Item #28612 Machine aid for switching circuit design [Bell Monograph]. C. E. Shannon, E. F. Moore, Claude Elwood, Edward.
Machine aid for switching circuit design [Bell Monograph]
Machine aid for switching circuit design [Bell Monograph]

Machine aid for switching circuit design [Bell Monograph]

New York, N.Y. Bell Telephone Laboratories, Incorporated March 1954. First Separate Edition. 4 pages. 10 7/8 x 8 3/8 inches (275 x 213 mm) Publisher's printed grey, blue and black wrappers, stapled. Five holes punched at the spine as issued. Near Fine. Wraps. [28612]


The Proceedings of the I. R. E., Vol 41, October 1953 (pp.1348-1351 of the famous Computer Issue) first published this paper. Here offered in the Bell Telephone Systems Monograph Series (#2153: March 1954). We are not aware of any separate IRE offprint for this paper. Unless one is discovered this format constitutes the first separate edition.

## Problem description:
Extend the bookseller's listing for the "Machine aid for switching circuit design" monograph past its final sentence. The rows that come next have no role here.

## Material supplied:

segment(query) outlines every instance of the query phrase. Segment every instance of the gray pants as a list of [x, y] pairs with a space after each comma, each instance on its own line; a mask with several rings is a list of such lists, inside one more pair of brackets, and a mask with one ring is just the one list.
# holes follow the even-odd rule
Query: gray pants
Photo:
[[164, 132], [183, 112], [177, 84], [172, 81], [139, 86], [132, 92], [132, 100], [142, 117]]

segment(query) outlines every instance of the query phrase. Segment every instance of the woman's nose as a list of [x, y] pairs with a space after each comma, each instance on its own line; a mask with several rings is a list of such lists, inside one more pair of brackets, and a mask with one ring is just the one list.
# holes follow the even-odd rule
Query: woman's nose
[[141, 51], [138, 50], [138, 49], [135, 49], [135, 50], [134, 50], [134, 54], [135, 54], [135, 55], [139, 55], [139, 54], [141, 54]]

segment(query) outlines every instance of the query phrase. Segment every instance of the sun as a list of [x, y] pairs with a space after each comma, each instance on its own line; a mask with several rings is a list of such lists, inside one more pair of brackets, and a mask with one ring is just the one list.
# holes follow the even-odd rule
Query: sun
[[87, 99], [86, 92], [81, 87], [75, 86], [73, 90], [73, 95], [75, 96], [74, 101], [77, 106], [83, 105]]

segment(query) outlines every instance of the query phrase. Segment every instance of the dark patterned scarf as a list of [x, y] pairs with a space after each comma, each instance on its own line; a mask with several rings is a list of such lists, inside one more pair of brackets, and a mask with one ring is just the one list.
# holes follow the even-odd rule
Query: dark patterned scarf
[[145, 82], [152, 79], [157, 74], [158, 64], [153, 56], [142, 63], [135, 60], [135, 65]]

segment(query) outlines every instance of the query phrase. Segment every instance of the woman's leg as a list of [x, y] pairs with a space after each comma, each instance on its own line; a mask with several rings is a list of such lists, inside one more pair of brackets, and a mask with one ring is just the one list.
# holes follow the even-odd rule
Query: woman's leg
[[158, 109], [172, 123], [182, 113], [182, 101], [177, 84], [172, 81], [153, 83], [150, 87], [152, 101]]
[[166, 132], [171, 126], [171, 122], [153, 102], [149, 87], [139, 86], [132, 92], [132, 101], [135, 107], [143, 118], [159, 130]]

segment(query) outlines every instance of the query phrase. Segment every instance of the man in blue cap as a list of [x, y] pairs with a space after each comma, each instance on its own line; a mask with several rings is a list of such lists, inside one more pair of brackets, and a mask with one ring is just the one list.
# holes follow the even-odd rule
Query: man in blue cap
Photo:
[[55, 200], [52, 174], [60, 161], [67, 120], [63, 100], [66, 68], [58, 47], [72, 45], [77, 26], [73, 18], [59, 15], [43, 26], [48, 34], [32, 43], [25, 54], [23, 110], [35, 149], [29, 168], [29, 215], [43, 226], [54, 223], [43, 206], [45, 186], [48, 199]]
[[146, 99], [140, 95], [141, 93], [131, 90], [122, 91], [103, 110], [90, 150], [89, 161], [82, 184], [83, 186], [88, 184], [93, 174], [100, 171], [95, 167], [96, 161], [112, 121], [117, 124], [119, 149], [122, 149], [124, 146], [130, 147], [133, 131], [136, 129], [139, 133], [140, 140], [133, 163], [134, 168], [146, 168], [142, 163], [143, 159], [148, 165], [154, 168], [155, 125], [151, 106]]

## Final answer:
A significant part of the design engineer’s job is how to efficiently and cost-effectively build a project. This paper describes a purpose-built machine (the relay circuit analyzer) that can remove unnecessary components while testing a circuit against its design requirements. The circuit analyzer design, while extensible, has a straightforward design and is explained using the simplest case.

"The design of circuits composed of logical elements may be facilitated by auxiliary machines. This paper describes one such machine, made of relays, selector switches, gas diodes, and germanium diodes. This machine (called the relay circuit analyzer) has as inputs both a relay contact circuit and the specifications the circuit is expected to satisfy. The analyzer (1) verifies whether the circuit satisfies the specifications, (2) makes systematic attempts to simplify the circuit by removing redundant contacts, and also (3) obtains mathematically rigorous lower bounds for the numbers and types of contacts needed to satisfy the specifications. A special feature of the analyzer is its ability to take advantage of circuit specifications that are incompletely stated. The auxiliary machine method of doing these and similar operations is compared with the method of coding them on a general-purpose digital computer." (from the Summary)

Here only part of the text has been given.